DIRECTIONS FOR THIS TASK:
In the listing that follows, count the lines that include "railway", and answer with the total alone.

MATERIAL FOR THIS TASK:
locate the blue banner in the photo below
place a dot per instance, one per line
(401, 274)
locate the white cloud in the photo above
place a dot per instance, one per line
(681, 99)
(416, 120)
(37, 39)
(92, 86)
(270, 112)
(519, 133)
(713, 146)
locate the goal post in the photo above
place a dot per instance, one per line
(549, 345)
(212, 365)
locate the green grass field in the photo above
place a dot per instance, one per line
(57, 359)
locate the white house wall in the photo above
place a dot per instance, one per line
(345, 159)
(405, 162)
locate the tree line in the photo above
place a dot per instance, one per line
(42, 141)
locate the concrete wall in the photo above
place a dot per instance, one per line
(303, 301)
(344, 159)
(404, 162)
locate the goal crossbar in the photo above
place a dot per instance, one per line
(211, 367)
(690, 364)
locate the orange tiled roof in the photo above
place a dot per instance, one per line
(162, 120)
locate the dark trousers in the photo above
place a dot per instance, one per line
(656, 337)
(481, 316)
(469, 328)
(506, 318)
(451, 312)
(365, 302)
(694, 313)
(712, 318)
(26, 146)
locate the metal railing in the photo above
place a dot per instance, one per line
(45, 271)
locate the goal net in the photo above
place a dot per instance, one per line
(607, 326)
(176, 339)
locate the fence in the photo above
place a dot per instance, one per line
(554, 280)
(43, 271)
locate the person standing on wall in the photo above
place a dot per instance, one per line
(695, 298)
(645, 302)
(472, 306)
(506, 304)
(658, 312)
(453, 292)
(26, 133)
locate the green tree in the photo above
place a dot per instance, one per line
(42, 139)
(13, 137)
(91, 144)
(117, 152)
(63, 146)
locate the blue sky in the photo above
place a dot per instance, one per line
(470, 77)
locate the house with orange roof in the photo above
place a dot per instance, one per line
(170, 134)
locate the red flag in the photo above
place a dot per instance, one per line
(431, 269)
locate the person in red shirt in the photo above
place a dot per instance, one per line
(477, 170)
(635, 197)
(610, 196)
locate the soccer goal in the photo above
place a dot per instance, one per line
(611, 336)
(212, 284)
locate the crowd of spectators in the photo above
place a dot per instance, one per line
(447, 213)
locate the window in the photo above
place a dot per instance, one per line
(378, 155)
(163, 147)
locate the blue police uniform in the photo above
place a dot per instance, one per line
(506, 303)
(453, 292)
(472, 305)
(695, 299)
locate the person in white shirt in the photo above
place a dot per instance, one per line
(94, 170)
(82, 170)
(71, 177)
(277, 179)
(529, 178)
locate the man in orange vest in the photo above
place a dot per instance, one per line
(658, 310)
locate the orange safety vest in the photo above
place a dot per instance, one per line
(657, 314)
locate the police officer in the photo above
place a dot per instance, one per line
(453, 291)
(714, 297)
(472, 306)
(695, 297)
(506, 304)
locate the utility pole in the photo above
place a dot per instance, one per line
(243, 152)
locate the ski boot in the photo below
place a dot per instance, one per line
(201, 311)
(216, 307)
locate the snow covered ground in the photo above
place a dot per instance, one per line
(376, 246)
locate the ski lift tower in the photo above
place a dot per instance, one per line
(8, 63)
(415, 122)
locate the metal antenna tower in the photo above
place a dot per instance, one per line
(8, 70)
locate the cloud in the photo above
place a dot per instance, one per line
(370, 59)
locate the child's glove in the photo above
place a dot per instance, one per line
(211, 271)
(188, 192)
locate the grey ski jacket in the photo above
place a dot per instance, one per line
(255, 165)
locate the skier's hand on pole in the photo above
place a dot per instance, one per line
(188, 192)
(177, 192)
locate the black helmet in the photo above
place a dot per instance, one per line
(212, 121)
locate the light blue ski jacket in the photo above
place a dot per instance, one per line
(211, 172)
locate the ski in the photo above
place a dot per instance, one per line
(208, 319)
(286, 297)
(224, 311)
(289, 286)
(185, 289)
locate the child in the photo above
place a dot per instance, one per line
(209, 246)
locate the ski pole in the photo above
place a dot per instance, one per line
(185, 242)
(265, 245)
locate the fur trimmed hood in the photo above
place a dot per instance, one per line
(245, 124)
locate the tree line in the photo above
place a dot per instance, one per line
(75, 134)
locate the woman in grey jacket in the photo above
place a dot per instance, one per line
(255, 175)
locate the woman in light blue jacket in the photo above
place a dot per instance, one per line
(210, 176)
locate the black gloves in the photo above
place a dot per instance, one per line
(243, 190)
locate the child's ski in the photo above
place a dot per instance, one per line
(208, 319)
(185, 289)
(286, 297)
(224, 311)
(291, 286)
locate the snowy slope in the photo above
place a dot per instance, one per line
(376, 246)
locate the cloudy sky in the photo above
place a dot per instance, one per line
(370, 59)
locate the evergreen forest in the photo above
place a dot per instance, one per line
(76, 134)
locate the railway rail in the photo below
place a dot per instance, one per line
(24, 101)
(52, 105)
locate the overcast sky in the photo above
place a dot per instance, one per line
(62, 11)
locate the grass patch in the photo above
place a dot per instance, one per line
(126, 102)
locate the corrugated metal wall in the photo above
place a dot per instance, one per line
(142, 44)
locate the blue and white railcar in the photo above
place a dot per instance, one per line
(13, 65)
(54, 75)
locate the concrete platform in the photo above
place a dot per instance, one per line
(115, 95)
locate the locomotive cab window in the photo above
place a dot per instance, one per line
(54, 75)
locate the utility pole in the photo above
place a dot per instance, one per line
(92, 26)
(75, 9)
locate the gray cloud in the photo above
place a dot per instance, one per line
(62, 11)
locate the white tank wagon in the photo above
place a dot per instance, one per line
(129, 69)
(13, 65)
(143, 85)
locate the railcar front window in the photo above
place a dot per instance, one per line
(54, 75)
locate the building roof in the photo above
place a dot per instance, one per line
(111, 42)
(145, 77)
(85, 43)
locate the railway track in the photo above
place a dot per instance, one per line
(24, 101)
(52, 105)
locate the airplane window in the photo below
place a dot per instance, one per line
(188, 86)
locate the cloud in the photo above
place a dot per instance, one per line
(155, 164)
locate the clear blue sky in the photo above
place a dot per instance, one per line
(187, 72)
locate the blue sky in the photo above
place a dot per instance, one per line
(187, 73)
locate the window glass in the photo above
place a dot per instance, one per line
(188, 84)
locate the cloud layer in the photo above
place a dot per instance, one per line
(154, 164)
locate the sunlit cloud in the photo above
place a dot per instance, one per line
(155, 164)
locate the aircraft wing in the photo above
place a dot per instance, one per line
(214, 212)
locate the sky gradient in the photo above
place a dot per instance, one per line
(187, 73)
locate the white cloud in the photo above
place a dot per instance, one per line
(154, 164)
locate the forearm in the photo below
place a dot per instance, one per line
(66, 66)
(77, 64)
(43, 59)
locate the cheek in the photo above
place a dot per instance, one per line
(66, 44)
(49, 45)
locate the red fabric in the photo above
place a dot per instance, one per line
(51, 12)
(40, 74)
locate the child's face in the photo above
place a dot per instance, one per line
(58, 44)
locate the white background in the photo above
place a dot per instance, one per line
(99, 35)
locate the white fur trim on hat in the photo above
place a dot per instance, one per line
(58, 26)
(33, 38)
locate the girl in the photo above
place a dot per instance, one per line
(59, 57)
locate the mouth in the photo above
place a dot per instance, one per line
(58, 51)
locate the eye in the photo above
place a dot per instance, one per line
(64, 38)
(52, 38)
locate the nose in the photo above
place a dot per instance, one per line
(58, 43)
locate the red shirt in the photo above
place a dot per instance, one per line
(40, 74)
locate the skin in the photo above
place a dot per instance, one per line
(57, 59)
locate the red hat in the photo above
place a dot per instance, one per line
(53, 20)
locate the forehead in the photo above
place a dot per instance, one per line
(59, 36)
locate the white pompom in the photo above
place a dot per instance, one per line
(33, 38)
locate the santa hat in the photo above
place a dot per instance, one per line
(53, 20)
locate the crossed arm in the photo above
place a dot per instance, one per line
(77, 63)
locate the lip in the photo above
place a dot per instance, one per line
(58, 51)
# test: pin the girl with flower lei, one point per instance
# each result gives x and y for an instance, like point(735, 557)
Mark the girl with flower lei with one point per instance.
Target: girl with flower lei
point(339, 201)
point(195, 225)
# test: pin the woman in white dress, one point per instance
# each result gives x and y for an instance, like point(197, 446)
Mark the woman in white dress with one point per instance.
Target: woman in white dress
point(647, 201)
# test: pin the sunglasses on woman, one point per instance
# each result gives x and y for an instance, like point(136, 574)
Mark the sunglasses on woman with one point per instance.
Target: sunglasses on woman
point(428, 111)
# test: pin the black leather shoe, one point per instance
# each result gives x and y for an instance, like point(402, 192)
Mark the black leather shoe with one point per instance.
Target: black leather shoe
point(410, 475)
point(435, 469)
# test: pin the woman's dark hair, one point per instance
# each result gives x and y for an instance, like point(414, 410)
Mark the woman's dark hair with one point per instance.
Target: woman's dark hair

SOLUTION:
2